BEGIN Page extract
To the Office of the Director, Federal Housing Finance Agency

Re: Input On Enterprise Equitable Housing Finance Plans

Zest AI appreciates the opportunity to comment on the Federal Housing Finance Authority’s request for input on the Enterprises’ equitable housing finance plans. Bold, comprehensive programs to restore justice to the housing finance market are long overdue. However, sadly and shockingly, America’s racial homeownership gap is bigger today than it was in 1960 — a time when it was legal to refuse to sell someone a home because of their race. How do we explain this lack of progress to our children and grandchildren?
END Page extract
BEGIN Excerpted records
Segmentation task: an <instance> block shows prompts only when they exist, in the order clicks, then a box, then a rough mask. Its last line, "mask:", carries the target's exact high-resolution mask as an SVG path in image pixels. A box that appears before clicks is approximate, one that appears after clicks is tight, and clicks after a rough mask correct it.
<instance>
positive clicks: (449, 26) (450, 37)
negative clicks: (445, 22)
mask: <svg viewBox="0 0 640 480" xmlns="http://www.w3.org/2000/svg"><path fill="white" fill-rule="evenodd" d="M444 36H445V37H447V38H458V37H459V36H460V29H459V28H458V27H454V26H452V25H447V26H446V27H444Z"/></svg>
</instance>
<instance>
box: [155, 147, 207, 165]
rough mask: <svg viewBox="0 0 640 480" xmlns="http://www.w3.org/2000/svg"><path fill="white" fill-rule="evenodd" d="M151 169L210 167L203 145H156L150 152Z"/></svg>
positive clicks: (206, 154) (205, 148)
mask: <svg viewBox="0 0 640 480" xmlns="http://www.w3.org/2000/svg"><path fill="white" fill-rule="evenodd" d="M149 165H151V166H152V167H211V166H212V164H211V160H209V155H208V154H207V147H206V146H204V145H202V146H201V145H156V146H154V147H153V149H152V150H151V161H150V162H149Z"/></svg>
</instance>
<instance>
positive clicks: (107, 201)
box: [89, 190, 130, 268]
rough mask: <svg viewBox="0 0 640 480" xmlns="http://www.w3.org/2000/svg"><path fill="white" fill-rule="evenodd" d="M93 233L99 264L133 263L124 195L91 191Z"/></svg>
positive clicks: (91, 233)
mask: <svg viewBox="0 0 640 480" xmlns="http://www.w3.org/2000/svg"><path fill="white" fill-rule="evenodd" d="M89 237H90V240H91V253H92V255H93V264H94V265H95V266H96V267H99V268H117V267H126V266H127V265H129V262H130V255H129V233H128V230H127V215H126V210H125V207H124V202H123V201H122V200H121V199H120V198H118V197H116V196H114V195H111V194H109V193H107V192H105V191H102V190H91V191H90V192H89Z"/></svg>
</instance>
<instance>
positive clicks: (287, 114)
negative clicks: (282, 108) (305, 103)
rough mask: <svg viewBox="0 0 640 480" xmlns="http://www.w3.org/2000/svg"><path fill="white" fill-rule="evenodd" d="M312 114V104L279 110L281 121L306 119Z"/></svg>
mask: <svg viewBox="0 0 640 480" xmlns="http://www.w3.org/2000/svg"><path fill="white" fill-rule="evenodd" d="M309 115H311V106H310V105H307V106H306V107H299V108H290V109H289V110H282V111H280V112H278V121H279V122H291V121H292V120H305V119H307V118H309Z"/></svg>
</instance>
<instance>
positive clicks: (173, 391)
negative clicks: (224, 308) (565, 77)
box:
END Excerpted records
● Required work
[a] Reproduce word for word the stretch of the housing finance comment letter from "Zest AI appreciates" through "children and grandchildren?".
[b] Write the next part of the housing finance comment letter, beginning after its final sentence.

● Your written answers
[a]
Zest AI appreciates the opportunity to comment on the Federal Housing Finance Authority’s request for input on the Enterprises’ equitable housing finance plans. Bold, comprehensive programs to restore justice to the housing finance market are long overdue. However, sadly and shockingly, America’s racial homeownership gap is bigger today than it was in 1960 — a time when it was legal to refuse to sell someone a home because of their race. How do we explain this lack of progress to our children and grandchildren?

[b]
In our opinion, the Enterprises’ equitable housing finance plans need to start by addressing the inadequacy of the current tools and techniques to underwrite mortgages. We applaud the FHFA for identifying as one of the plans’ core objectives to reduce racial or ethnic disparities in acceptance rates for the Enterprise’s automated underwriting system (AUS) and reducing racial or ethnic disparities in the share of loans acquired by the Enterprise compared to the overall mortgage market. We think those two objectives are linked: If the Enterprises change the technology that powers their automated underwriting systems, they can dramatically shrink the racial approvals gap and the share of loans acquired by the Enterprises.

Since Zest AI started in 2009, we’ve been out to make fair and transparent credit available to everyone. Today, dozens of banks, credit unions, fintechs, and other financial institutions use our software to build, adopt, and deploy powerful AI-based credit models swiftly and efficiently. We believe that AI-driven underwriting, when used properly, offers the Enterprises a once-in-a-generation opportunity to reduce racial disparities in mortgage lending while at the same time improving their safety and soundness.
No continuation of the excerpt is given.